» Prompt
Continue the news story about Blackledge's Pulitzer win for The Birmingham News, starting right after its final sentence.

» Extracted text
** Start **
Blackledge's winning project, a series on nepotism and corruption in Alabama's community college system, was the "bread-and-butter stuff" of everyday daily newspaper reporting, he said in a phone interview Monday.

"If you look at (the series), it's still good, but it's basic daily stuff, and that's the affirmation to me -- that this very regular basic work that so many of us do every day can be honored with an award like this," Blackledge said.

The Birmingham News win came with a little bit of a twist in the Pulitzer competition. In reporting weeks before Monday's announcement, E&P Senior Editor Joe Strupp had tipped the News as a finalist in the public service category -- something Blackledge said his paper was able to confirm.

That was surprise enough: the newspaper originally entered the project in the local reporting category. "Internally, I sort of argued against going into investigative reporting because you see so many great projects winning that category," he said.

Instead, the Public Service award went to The Wall Street Journal for its groundbreaking investigation into stock option backdating. "I figured it had to be them in that category," Blackledge said.

He was surprised as anyone when, as the bullet points of the Prize committee release scrolled along, the series was picked for investigative reporting.
** End **
» Dataset extract
** Start **
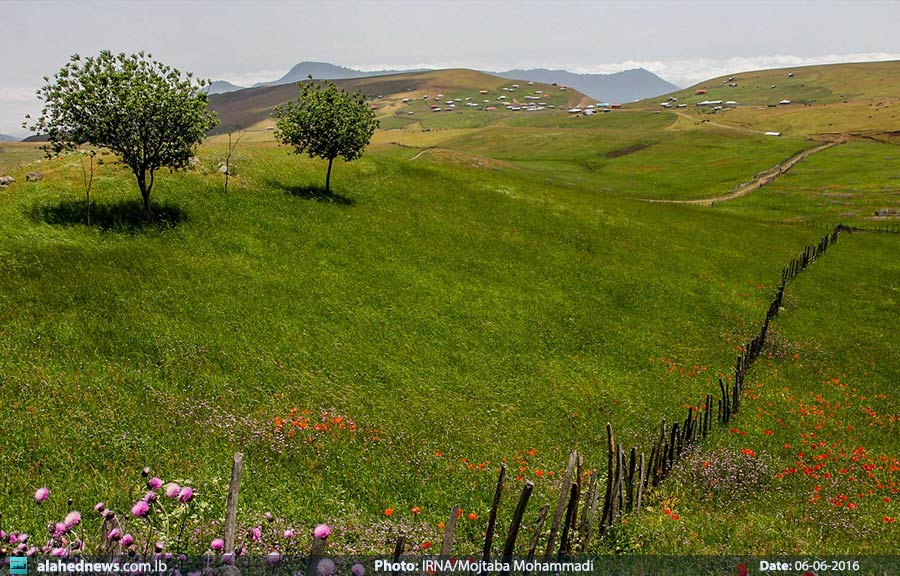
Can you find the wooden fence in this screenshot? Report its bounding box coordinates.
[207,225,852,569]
** End **
** Start **
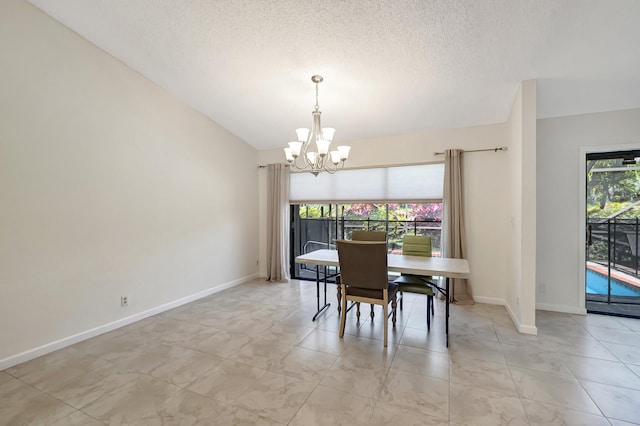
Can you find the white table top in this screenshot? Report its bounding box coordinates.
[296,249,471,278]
** End **
» Answer to the task
"Who am I to argue with the Pulitzer Prize people? If they want to move me around to any category they want, I'm all right with that," he said with a laugh.

Blackledge's investigation, which began back in April of 2005, included far more stories -- 50 -- than the 10 maximum that the Pulitzer contest allows.

And it is not over, Blackledge says -- in fact, now that the newspaper has assembled a huge database on Alabama community college contracts, personnel, accounts receivables and payrolls, it's likely to get even more interesting.

The Birmingham News series has made things hot for officials of the community colleges -- and for legislators.

One of the revelations of the investigation was that the state House majority leader had contracts in two separate campuses. Since the series, the chancellor of the system was fired. Relatives of chancellor and other college officials have lost their job. A federal investigation that, unknown to Blackledge, was looking into one college in the system before the News revelations has now apparently greatly broadened the scope of its probe.

This investigative system grew from some complaint at one obscure part of the sprawling two-year college system. "A number of folks in a small fire college approached me, concerned about some things they had seen," Blackledge said, "and I used that sort of as an entree into the broader issue."

Blackledge had wanted for some time to look into the two-year college system, which was created by former Gov. George Wallace, and was always the subject of rumors about corruption and nepotism.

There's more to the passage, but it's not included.